ETF Inflows Need to Stay Positive

Bitcoin ETFs changed everything when they launched in early 2024. They gave pension funds, wealth managers, and institutions a simple, regulated way to own Bitcoin. Since then, the inflows have become the clearest real-time signal of BTC’s institutional appetite. And April was the best proof of that in months.

Spot Bitcoin ETFs pulled in $2.44 billion in April, making it the strongest month of the year and almost double March’s $1.32 billion. BlackRock’s IBIT alone captured over 70% of those flows, with its Bitcoin holdings now valued near $62 billion.

For ChatGPT’s base prediction of $85,000 to $120,000, the inflow pace needs to continue. However, for the bull forecast of $150,000 to $220,000, it needs to accelerate.

Interest Rates Have to Move or at Least Signal That They Will

Interest rates are the biggest external force on Bitcoin’s price. When rates are high, money stays in bonds and savings accounts, but when rates fall, investors move into Bitcoin and the rest of crypto.

Right now, the Fed just held rates steady at 3.5%–3.75% for the third consecutive meeting. However, Jerome Powell’s term ends May 15, and Kevin Warsh, Trump’s pick to replace him, has shown an openness to rate cuts. He cleared the Senate Banking Committee on April 29 and is on track to take over.

REQUIRED TASKS.
A) Using the text on Bitcoin's price drivers, answer these:
(i) How much did spot Bitcoin ETFs take in during April?
(ii) At what range did the Fed hold interest rates?
(iii) On what date does Jerome Powell's term end?
B) Go on with the text on Bitcoin's price drivers, continuing the discussion of interest rates from its last sentence.

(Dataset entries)
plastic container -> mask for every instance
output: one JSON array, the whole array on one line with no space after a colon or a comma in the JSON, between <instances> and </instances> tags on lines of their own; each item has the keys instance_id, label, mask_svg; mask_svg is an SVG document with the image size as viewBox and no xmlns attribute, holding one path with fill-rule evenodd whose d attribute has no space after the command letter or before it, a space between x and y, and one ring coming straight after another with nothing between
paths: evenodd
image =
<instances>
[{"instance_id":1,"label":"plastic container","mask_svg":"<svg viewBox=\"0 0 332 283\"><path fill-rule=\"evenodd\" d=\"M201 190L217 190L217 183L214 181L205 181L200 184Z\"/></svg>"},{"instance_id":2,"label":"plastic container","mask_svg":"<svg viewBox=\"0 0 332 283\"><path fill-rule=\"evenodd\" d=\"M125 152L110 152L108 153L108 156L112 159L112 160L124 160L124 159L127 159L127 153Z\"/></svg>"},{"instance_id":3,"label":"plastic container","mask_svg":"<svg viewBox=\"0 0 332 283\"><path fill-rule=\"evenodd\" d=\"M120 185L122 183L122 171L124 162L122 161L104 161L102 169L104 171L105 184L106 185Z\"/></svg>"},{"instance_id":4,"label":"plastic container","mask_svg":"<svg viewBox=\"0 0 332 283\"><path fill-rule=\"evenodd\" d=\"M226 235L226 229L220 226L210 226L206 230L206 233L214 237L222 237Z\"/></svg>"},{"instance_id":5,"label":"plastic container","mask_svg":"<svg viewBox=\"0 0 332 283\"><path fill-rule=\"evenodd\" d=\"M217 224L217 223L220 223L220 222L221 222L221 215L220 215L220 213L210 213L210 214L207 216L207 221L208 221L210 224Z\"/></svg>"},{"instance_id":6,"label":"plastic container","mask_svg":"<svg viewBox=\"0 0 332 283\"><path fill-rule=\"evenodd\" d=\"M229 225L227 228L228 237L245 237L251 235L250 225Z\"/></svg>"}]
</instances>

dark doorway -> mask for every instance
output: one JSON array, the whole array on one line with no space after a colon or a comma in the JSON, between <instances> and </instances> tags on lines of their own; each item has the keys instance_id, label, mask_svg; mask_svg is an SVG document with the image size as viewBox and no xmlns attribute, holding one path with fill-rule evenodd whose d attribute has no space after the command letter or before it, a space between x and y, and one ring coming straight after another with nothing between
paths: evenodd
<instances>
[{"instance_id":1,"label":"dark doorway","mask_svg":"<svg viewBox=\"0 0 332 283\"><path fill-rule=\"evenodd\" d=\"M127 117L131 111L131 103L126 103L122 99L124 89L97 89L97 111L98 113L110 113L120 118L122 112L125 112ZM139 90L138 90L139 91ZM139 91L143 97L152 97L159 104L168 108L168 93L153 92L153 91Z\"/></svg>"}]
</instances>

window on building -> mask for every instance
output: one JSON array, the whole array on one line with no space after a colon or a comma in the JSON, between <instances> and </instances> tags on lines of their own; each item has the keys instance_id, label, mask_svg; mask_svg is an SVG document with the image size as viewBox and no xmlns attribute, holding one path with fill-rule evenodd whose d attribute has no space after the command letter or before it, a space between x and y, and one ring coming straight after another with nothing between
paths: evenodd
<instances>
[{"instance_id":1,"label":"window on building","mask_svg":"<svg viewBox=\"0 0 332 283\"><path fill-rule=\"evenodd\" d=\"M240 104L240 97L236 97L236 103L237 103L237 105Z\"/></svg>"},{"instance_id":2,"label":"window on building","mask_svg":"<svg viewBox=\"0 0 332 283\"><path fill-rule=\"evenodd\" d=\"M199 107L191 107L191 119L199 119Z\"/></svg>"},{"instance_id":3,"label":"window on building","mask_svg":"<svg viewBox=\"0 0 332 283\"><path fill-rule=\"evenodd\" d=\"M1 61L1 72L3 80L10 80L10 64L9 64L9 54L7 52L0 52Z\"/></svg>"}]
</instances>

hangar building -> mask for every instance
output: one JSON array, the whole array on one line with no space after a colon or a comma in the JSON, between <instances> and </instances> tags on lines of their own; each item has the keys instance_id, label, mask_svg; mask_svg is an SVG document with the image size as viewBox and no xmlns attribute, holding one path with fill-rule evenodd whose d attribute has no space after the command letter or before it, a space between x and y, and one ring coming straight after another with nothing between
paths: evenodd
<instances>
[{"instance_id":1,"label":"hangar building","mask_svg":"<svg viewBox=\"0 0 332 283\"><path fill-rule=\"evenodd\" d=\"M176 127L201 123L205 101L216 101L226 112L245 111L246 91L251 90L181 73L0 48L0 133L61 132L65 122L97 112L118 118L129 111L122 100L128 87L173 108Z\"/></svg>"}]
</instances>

TASK RESULTS.
A)
(i) $2.44 billion
(ii) 3.5%–3.75%
(iii) May 15

B)
ChatGPT says even the expectation of cuts is enough to push risk assets higher. Warsh taking over if confirmed by the Senate after Powell’s tenure is the most immediate macro catalyst on the calendar.

Corporate Buyers Have to Keep Accumulating

Strategy holds 818,334 BTC as of late April, more than 3.8% of Bitcoin’s entire 21 million supply held in one company’s treasury. Its average buy price is $75,537 per coin. With Bitcoin around $82,000 today, Strategy is on roughly $5 billion in unrealized profit—but that gain has swung wildly throughout 2026 as Bitcoin has bounced between $63,000 and $90,000.

Despite the volatility, Strategy added 34,164 BTC for $2.54 billion in a single week in April. Corporations treating Bitcoin as a treasury reserve asset means coins get taken off exchanges and locked up. With less Bitcoin in circulation and the same or growing demand, the Bitcoin price rises.

For ChatGPT’s base prediction, corporate buying needs to continue at the current pace. And if it accelerates and new companies enter the space, the bull case becomes more plausible.

The 2024 Halving’s Full Effect Showing Up

In April 2024, Bitcoin’s block reward was cut from 6.25 BTC to 3.125 BTC per block. Miners now produce about 450 new coins per day instead of 900. Historically, the biggest price gains from a halving don’t show up immediately. They come 12 to 18 months later, as the reduced supply works through the market.

That 12-to-18-month window from the April 2024 halving runs from roughly April 2025 to October 2025. Bitcoin did peak at $126,000 in October 2025, right on schedule. The deep correction since then has split analysts—some argue the cycle has fully played out, while others believe one more leg higher could still arrive before the cycle ends.

ChatGPT’s bull case depends on that final leg arriving. If it does, it combines with ETF demand and potential rate cuts to push Bitcoin into new territory. If it doesn’t, the cycle effect has already played out and the base case is the ceiling.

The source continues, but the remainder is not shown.